PAGE EXCERPT »
····················

During my writing of an upcoming vector field visualization paper, I used CUDA for high performance computation (HPC). For those who don’t know, CUDA is a GPU computing toolkit made by NVIDIA, and it supports both Linux and Windows (so no macOS). Other than a few books, it is sparsely documented, with not a lot of tutorials; so I will dump some of my notes here, and hopefully, this will help bootstrapping your journey into the world of CUDA, whoever you may be.
We will be setting up a CUDA project using CMake, because CMake + Ninja is the correct way. You may disagree and say that on a Windows machine, MSVC provides the best compatibility, but no. Visual Studio doesn’t provide proper CUDA syntax highlighting, and marks all kernel calls as syntax errors. Plus, Visual Studio completely recompiles the whole project every single time. With Ninja, the building is incremental, meaning it only recompile source codes you’ve touched, so that’s good.
My go-to choice of CUDA development would be VSCode + the C/C++ for Visual Studio Code plugin. You can also install the C/C++ Extension Pack directly, which comes with in-editor CMake support. It’s so weird that a plugin of VSCode has better functionality than the humongous VS, but here we are.
Next up, in order to use CUDA, we have to install CUDA. If you are using a Linux machine, you can check whether CUDA is successfully installed by typing nvidia-smi
into your command prompt. If you are using Windows, just check if the CUDA Toolkit
or something is in your Program Files folder. With CUDA, CMake, a working installation of MSVC, and ninja-build in place, it’s now time for us to bust out the terminal.
If you are using Windows, you need to open the Developer Powershell (or command line). If you have Windows Terminal (wt
) installed, it should already be there in the drop down list. If you don’t, you need to source the vcvarsall.bat
yourself:
PS C:\Users\admin> . "C:\Program Files\Microsoft Visual Studio\2022\Community\VC\Auxillary\Build\vcvarsall.bat"

····················

(Named-object pointing records)
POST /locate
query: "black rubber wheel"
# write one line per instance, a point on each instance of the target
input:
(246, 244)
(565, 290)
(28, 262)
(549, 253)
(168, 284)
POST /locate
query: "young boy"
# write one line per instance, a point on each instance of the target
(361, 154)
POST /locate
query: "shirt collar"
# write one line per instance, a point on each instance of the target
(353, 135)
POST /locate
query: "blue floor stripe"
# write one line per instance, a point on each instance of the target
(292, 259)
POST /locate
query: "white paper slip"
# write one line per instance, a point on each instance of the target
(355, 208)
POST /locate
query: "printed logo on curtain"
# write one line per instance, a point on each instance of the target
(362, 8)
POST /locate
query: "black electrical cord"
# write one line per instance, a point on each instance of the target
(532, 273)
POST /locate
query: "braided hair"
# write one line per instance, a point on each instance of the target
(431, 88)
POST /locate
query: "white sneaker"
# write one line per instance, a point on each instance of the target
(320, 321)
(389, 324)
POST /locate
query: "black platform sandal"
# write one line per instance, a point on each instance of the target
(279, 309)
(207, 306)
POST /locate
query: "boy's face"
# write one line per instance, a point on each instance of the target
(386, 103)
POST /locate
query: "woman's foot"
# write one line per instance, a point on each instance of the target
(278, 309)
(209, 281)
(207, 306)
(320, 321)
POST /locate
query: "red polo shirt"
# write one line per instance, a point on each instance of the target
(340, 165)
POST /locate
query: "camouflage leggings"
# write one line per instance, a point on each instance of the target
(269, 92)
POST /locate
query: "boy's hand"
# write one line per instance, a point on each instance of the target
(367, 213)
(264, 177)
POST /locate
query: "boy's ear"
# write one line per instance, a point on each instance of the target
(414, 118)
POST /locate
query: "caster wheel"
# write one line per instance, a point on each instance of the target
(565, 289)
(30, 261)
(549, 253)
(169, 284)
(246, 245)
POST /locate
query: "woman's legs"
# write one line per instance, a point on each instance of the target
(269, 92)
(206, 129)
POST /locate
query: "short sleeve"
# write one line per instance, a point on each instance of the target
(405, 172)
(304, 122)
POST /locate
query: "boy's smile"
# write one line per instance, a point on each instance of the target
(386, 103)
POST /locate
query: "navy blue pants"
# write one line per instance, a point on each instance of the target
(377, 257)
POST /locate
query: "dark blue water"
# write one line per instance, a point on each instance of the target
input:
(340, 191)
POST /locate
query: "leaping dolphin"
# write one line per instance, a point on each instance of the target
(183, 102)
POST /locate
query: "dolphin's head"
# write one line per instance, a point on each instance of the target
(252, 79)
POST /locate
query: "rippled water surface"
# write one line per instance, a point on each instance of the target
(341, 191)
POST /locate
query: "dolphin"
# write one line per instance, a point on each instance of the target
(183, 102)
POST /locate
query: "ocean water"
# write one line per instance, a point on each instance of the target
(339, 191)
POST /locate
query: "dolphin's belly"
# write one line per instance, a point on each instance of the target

····················

GOAL » Write the next part of the CUDA and CMake setup guide, starting after its last line. The rows come from a separate source.

EXERCISE OUTPUT »
After that we can create the CMakeLists.txt file for our CUDA project:
cmake_minimum_required(VERSION 3.20.0)
project(CUDAProject CUDA CXX)
set(PROJECT_SRC main.cpp)
set_source_files_properties(${PROJECT_SRC} PROPERTIES LANGUAGE CUDA)
add_executable(cuda_executable ${PROJECT_SRC})
After that we just need to
mkdir build
cd build
cmake .. -G Ninja
ninja
And the build will commence. As the project grows, we will be needing to add more and more source codes into the executable. We can’t just put them into the add_executable
CMake call, because we need to tell CMake to treat them as CUDA source files. Otherwise CMake will just compile these files using regular compiler instead of nvcc
. We can, of course, use the .cu
extension, but I don’t really think it matters. On top of that, vscode-cpptools
doesn’t suport .cu and .cuh header/source switches.
Next up, we will cover things that I have repeatedly used while using CUDA.
CUDA calls, especially kernel calls, will fail silently; it is up to us to check whether it has failed after each execution. And I have just the right macro for you. Add this to a common header file and wrap all CUDA calls in this error check:
#define CHECK_CUDA_ERROR(val) check_cuda_result((val), (#val), __FILE__, __LINE__)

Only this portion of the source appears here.